→ INSTRUCTIONS FOR THE TASK:
Put the rows below into a numbered list, leaving out blank lines and the pictures.

☆ ☆ ☆

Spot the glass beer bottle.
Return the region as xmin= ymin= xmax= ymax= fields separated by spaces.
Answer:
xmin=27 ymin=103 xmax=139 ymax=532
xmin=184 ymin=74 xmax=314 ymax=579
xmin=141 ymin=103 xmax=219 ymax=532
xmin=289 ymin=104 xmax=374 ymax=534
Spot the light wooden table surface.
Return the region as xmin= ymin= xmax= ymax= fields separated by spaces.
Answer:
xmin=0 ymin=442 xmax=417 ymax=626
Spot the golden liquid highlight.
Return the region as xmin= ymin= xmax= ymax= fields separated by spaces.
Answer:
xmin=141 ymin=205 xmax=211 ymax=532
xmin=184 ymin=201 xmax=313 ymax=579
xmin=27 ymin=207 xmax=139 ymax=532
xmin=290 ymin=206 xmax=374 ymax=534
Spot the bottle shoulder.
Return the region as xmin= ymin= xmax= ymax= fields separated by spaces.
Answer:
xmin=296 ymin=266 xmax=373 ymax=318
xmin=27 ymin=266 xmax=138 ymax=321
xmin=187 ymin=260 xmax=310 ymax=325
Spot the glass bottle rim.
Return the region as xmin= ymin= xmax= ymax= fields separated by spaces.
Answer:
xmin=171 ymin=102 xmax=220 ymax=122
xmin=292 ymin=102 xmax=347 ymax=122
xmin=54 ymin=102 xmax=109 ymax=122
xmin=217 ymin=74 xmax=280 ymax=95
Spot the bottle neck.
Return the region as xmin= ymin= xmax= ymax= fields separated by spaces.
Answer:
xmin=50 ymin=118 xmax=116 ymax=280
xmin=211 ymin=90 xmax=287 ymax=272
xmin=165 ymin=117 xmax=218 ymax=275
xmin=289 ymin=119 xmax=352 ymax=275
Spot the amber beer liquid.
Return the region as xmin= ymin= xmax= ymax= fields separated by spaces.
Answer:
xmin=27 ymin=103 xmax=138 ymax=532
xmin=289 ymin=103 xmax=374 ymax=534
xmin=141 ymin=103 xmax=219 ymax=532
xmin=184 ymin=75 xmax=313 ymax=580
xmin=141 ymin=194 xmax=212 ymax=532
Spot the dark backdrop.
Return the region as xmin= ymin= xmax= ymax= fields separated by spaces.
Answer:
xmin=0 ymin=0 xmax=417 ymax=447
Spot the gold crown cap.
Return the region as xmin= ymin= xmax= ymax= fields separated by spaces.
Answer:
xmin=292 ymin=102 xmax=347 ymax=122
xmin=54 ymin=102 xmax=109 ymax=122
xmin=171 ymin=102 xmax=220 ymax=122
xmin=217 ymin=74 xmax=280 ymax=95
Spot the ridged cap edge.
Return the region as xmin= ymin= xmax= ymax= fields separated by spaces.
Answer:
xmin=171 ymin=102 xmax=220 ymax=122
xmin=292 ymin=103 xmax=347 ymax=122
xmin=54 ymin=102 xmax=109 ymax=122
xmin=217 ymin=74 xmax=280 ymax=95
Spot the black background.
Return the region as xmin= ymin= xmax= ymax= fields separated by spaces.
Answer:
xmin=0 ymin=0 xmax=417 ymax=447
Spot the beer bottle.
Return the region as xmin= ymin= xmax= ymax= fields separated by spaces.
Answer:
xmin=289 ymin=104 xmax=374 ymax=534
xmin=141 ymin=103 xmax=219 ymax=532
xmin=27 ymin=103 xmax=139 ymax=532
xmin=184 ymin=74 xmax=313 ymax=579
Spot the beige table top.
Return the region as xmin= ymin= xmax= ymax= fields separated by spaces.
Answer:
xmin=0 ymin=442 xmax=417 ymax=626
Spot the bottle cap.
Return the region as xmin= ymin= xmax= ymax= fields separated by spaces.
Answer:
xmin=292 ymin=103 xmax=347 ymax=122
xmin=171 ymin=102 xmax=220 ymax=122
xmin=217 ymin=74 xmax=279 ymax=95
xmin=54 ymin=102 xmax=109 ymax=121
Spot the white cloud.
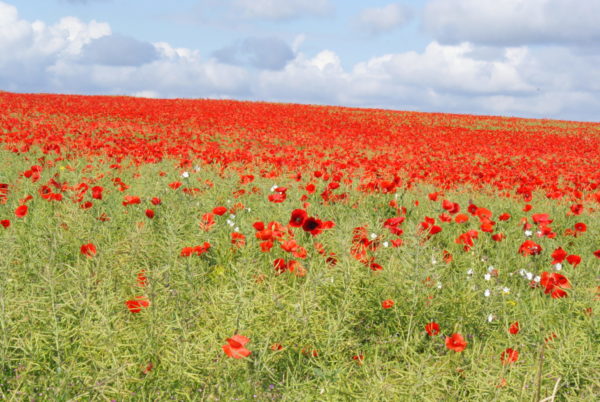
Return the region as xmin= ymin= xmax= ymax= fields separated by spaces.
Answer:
xmin=0 ymin=0 xmax=600 ymax=120
xmin=213 ymin=36 xmax=295 ymax=70
xmin=424 ymin=0 xmax=600 ymax=46
xmin=356 ymin=3 xmax=411 ymax=34
xmin=233 ymin=0 xmax=333 ymax=20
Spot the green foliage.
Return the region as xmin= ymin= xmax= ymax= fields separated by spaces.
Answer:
xmin=0 ymin=152 xmax=600 ymax=401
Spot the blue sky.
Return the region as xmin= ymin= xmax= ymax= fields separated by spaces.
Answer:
xmin=0 ymin=0 xmax=600 ymax=121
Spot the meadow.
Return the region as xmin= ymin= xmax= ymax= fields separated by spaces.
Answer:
xmin=0 ymin=92 xmax=600 ymax=401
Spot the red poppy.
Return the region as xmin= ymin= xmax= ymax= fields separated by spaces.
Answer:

☆ ☆ ☆

→ RESULT OF THIS TASK:
1. Spot the glass beer bottle.
2. Return the region as xmin= ymin= xmax= ymax= fields separated by spaces.
3. Answer:
4. xmin=27 ymin=103 xmax=139 ymax=532
5. xmin=184 ymin=74 xmax=314 ymax=579
6. xmin=141 ymin=103 xmax=219 ymax=532
7. xmin=289 ymin=104 xmax=374 ymax=534
8. Spot the light wooden table surface.
9. Return the region as xmin= ymin= xmax= ymax= fields separated by spaces.
10. Answer:
11. xmin=0 ymin=442 xmax=417 ymax=626
12. Spot the golden liquid highlight.
13. Return the region as xmin= ymin= xmax= ymax= fields separated by spaces.
14. Answer:
15. xmin=141 ymin=205 xmax=211 ymax=532
16. xmin=184 ymin=201 xmax=313 ymax=579
17. xmin=27 ymin=207 xmax=139 ymax=532
18. xmin=290 ymin=206 xmax=374 ymax=534
19. Spot the bottle shoulder.
20. Return the region as xmin= ymin= xmax= ymax= fields separated by spaces.
21. Answer:
22. xmin=296 ymin=266 xmax=373 ymax=318
23. xmin=27 ymin=266 xmax=138 ymax=321
24. xmin=187 ymin=260 xmax=310 ymax=325
25. Spot the glass bottle rim.
26. Return the region as xmin= ymin= xmax= ymax= fields separated by spaces.
27. Answer:
28. xmin=171 ymin=102 xmax=220 ymax=122
29. xmin=292 ymin=102 xmax=347 ymax=122
30. xmin=54 ymin=102 xmax=109 ymax=122
31. xmin=217 ymin=74 xmax=280 ymax=95
32. Spot the bottle neck.
33. Return the region as xmin= ymin= xmax= ymax= fields separated by spaces.
34. Answer:
35. xmin=50 ymin=118 xmax=116 ymax=280
36. xmin=211 ymin=90 xmax=287 ymax=272
37. xmin=165 ymin=117 xmax=218 ymax=275
38. xmin=289 ymin=119 xmax=352 ymax=275
39. Spot the amber beer liquid.
40. Return the region as xmin= ymin= xmax= ymax= fields separated by spaces.
41. Answer:
42. xmin=27 ymin=103 xmax=138 ymax=532
43. xmin=289 ymin=103 xmax=374 ymax=534
44. xmin=141 ymin=103 xmax=219 ymax=532
45. xmin=184 ymin=75 xmax=313 ymax=580
46. xmin=141 ymin=194 xmax=212 ymax=532
47. Spot the dark backdrop.
48. Return the region as xmin= ymin= xmax= ymax= fields separated by spaces.
49. Answer:
50. xmin=0 ymin=0 xmax=417 ymax=447
51. Spot the gold crown cap.
52. Return the region as xmin= ymin= xmax= ymax= fields separated by spaces.
53. Answer:
54. xmin=292 ymin=102 xmax=347 ymax=122
55. xmin=54 ymin=102 xmax=109 ymax=122
56. xmin=171 ymin=102 xmax=220 ymax=122
57. xmin=217 ymin=74 xmax=280 ymax=95
58. Spot the ridged cap edge.
59. Return the region as xmin= ymin= xmax= ymax= fields separated by spaces.
60. Answer:
61. xmin=171 ymin=102 xmax=220 ymax=122
62. xmin=292 ymin=103 xmax=347 ymax=122
63. xmin=54 ymin=102 xmax=109 ymax=122
64. xmin=217 ymin=74 xmax=280 ymax=95
65. Spot the black background.
66. Return the region as xmin= ymin= xmax= ymax= fields separated by spaces.
67. Answer:
68. xmin=0 ymin=0 xmax=417 ymax=447
69. Spot the beer bottle.
70. Return the region as xmin= ymin= xmax= ymax= fields separated by spaces.
71. Answer:
72. xmin=289 ymin=104 xmax=374 ymax=534
73. xmin=141 ymin=103 xmax=219 ymax=532
74. xmin=27 ymin=103 xmax=139 ymax=532
75. xmin=184 ymin=74 xmax=313 ymax=579
76. Spot the beige table top.
77. Return the region as xmin= ymin= xmax= ymax= fields separated by spaces.
78. Answer:
79. xmin=0 ymin=442 xmax=417 ymax=626
80. Spot the bottle cap.
81. Return the region as xmin= ymin= xmax= ymax= fields separated by spaces.
82. Answer:
83. xmin=292 ymin=103 xmax=347 ymax=122
84. xmin=171 ymin=102 xmax=220 ymax=122
85. xmin=217 ymin=74 xmax=279 ymax=95
86. xmin=54 ymin=102 xmax=109 ymax=121
87. Spot the white cloud.
88. Return the region as xmin= ymin= xmax= ymax= fields separated by spaces.
89. Answer:
90. xmin=0 ymin=0 xmax=600 ymax=120
91. xmin=213 ymin=36 xmax=295 ymax=70
92. xmin=424 ymin=0 xmax=600 ymax=46
93. xmin=356 ymin=3 xmax=411 ymax=34
94. xmin=233 ymin=0 xmax=333 ymax=20
95. Spot the green foliage.
96. Return the region as xmin= ymin= xmax= ymax= fields separated by spaces.
97. Answer:
98. xmin=0 ymin=152 xmax=600 ymax=401
99. Spot the blue sky.
100. Return the region as xmin= ymin= xmax= ymax= fields separated by spaces.
101. Answer:
102. xmin=0 ymin=0 xmax=600 ymax=121
103. Spot the meadow.
104. Return the region as xmin= ymin= xmax= ymax= fields separated by spaces.
105. Answer:
106. xmin=0 ymin=92 xmax=600 ymax=401
107. Spot the red poppy.
108. Return the region as xmin= ymin= xmax= ymax= fields separated by spaces.
109. Answer:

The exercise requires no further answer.